■ Directive ■
From the pull request thread on caching EC pipelines in the container pipeline cache, extract the text between "There are insufficient" and "are completely normal.", inclusive, copying it word for word.

HDDS-11209. Avoid insufficient EC pipelines in the container pipeline cache #6974

whbing · 2024-07-20T09:30:51Z

What changes were proposed in this pull request?

OM cached pipeline may not cache container's all datanode information (for example, some DNs may not report in time), which can be problematic for EC files. If the nodes num is less than the EC data-blocks num, an error will occur when reading data:

There are insufficient datanodes to read the EC block

This err will persist until the cache expires (after 6 hours) even if all DNs corresponding to the EC file are completely normal.

So, it should not cache EC pipelines with incomplete data-nodes.

What is the link to the Apache JIRA

https://issues.apache.org/jira/browse/HDDS-11209

How was this patch tested?

unit tests,
and manual tests

errose28 · 2024-07-23T15:44:03Z

It looks like the code will also cache incomplete Ratis pipelines, just not those that are empty. While the reads will technically still work, this could cause under-replicated containers to be sitting in the cache for a while, and may skew the read load for some time even after replication completes. Should we make the cache more strict to only keep pipelines that have all nodes present?

■ Dataset section ■
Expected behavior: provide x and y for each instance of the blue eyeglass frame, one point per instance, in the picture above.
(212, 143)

■ Solved exercise ■
There are insufficient datanodes to read the EC block

This err will persist until the cache expires (after 6 hours) even if all DNs corresponding to the EC file are completely normal.